ТЕКСТ ДЛЯ ЧТЕНИЯ →
━━━
Слова сержанта оказались пророческими. Всю оставшуюся часть подготовки нам приходилось стараться вдвое больше, чем другим новобранцам, просто чтобы не отстать. Единственным утешением для меня было то, что рядом со мной был Боб Би, — он тоже получил травму на штурмовой полосе. Боб был на несколько лет меня старше и имел преимущество в виде предыдущей подготовки в Территориальной Армии. Худой и крепкий, он обладал язвительным, сардоническим юмором, который зачастую выражался в виде глубокой самоиронии, но именно его слова поддержки помогли мне пережить то трудное время.
Следующие пять месяцев прошли в непрерывной борьбе. Для меня это было время одиночества, и новый взвод казался недружелюбным местом по сравнению с первым. Казалось, что парни злятся на меня так же, как и взводный сержант. Особенно плохо обстояли дела с почтой. Я не получил ни одного письма, за одним исключением — от моего дружелюбного налогового инспектора. Я ввязывался в драку за дракой, в большинстве случаев держался на ногах, но иногда отхватывал ужасные побои, перестав пытаться быть одним из мальчиков и сосредоточившись на прохождении боевой подготовки.
Я прошел курс в роте «Р», затем курс «Продвинутый Уэльс». У нас никогда не возникало сомнений в том, что наша главная цель в жизни — убивать. На одних учениях мы устроили засаду на патруль «террористов», один из которых упал возле моих ног, очевидно, раненый. Майор приказал мне допросить его. Я так и сделал и сумел выведать у него расположение вражеской базы, после чего вернулся к своей засадной группе.
— Что ты собираешься с ним делать? — спросил майор.
━━━
ЗАДАНИЕ A → Приведите все строки записей, в которых встречается слово «dark», с учётом регистра букв.
Отрывок и записи взяты из разных источников.

НАБОР ДАННЫХ →
━━━
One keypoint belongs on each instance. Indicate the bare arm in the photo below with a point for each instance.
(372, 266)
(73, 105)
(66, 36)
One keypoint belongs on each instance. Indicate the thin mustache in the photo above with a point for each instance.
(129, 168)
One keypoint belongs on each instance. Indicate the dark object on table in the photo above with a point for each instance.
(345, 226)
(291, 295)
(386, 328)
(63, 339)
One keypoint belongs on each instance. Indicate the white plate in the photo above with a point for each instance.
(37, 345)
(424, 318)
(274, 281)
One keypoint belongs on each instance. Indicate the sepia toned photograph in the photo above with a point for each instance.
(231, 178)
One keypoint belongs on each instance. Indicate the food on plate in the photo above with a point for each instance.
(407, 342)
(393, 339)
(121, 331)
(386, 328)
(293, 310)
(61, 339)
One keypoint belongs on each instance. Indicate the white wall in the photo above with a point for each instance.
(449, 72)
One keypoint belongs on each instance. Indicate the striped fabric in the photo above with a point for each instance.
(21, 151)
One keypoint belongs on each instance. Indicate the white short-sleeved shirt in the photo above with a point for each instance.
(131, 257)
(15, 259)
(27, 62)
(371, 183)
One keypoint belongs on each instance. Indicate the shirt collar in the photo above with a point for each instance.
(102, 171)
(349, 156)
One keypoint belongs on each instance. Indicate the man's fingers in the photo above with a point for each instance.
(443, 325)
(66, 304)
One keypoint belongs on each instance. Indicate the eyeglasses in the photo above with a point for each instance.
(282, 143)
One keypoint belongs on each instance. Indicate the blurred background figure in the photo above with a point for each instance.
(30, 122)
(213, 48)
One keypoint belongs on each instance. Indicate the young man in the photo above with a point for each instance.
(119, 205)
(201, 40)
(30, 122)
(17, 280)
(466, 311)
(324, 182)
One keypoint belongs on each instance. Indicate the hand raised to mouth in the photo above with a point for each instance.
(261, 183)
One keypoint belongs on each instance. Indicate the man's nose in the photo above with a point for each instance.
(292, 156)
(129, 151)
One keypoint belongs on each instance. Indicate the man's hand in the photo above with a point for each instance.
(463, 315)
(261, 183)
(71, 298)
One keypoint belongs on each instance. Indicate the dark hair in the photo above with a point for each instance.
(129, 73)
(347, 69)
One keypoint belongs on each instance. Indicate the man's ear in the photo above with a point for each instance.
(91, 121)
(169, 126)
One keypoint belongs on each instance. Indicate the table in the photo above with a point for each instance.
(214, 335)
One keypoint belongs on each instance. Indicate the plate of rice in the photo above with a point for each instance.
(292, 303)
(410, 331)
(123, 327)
━━━
ЗАДАНИЕ B → От кого, согласно отрывку, рассказчик получил единственное письмо за пять месяцев подготовки?

ПРАВИЛЬНЫЙ ОТВЕТ A →
One keypoint belongs on each instance. Indicate the dark object on table in the photo above with a point for each instance.
One keypoint belongs on each instance. Indicate the dark hair in the photo above with a point for each instance.

ПРАВИЛЬНЫЙ ОТВЕТ B → От налогового инспектора.